Extrait du texte:
-------

Emploi de la pomme de terre. Les tubercules de cette plante ont une importance considérable dans l'alimentation des peuples. Partout, mais principalement en Belgique et en Irlande, on en consomme des quantités prodigieuses, sous diverses formes et préparées de diverses manières, selon les goûts et les habitudes contractées.

Tous les animaux : chevaux, bœufs, porcs, etc., s'accommodent de ces tubercules, mais on les donne surtout aux bêtes de l'espèce bovine et de l'espèce porcine, tantôt crus, tantôt cuits. Les pommes de terre crues, administrées aux vaches laitières, augmentent la sécrétion du lait et passent | pour améliorer la qualité du fumier. Les pommes de terre cuites conviennent beaucoup à la volaille. | On assure que 16 000 kil. de tubercules, produit approximatif d'un hectare, valent 8 400 kil. de bon foin.

-------

Données brutes:
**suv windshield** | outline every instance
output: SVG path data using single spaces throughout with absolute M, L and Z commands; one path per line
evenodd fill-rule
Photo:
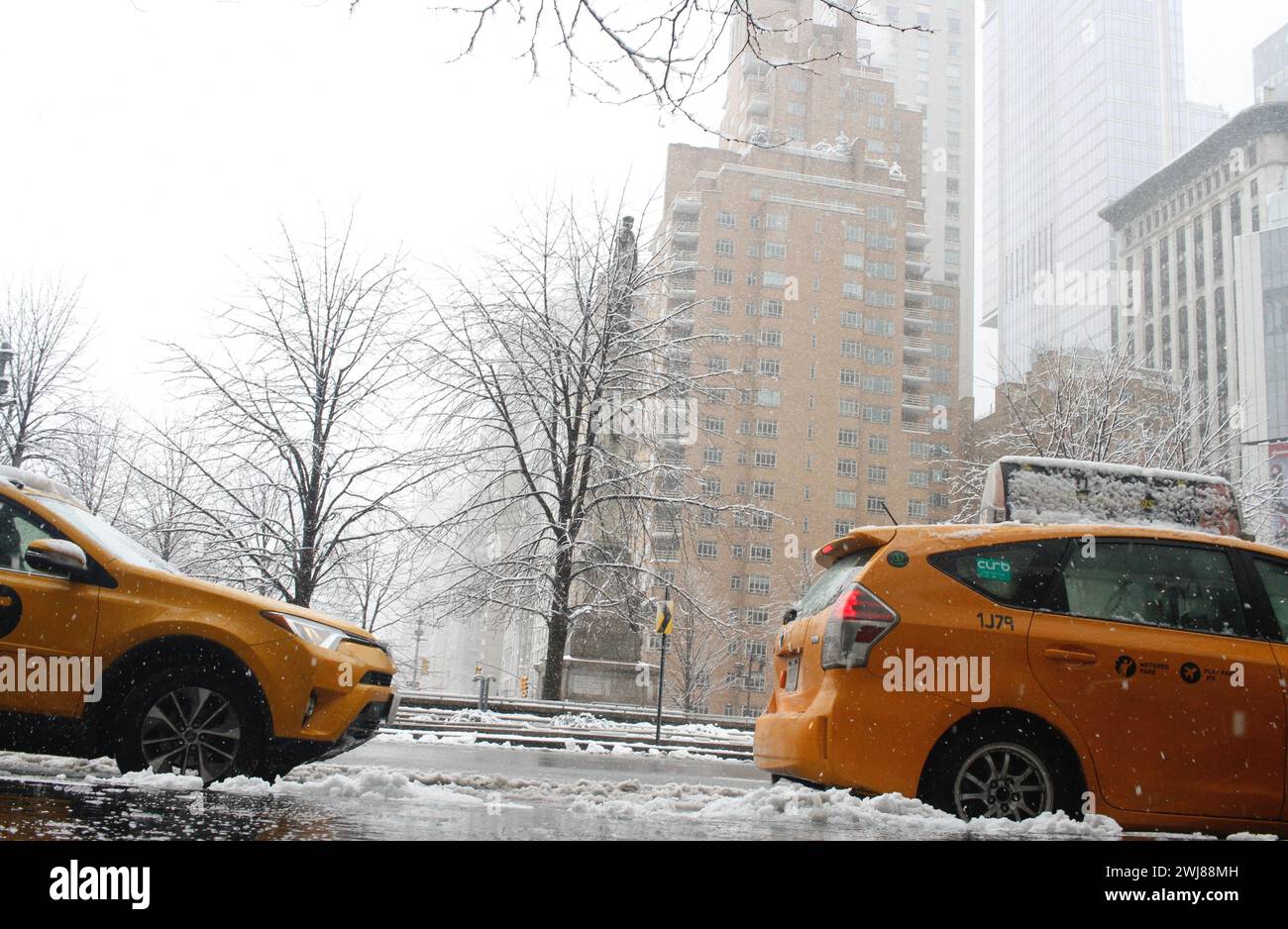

-------

À faire:
Indiquez si chaque affirmation ci-dessous concorde avec l'extrait sur la pomme de terre, en répondant par oui ou non et en citant mot pour mot les termes décisifs.
1. C'est surtout en Belgique et en Irlande que l'on consomme de grandes quantités de pommes de terre.
2. Les pommes de terre crues données aux vaches laitières diminuent la production de lait.
3. Les pommes de terre cuites conviennent bien à la volaille.
Répondez en vous fondant uniquement sur l'extrait sur la pomme de terre.

Solution du problème:
1. Oui : « principalement en Belgique et en Irlande, on en consomme des quantités prodigieuses »
2. Non : « Les pommes de terre crues, administrées aux vaches laitières, augmentent la sécrétion du lait »
3. Oui : « Les pommes de terre cuites conviennent beaucoup à la volaille. »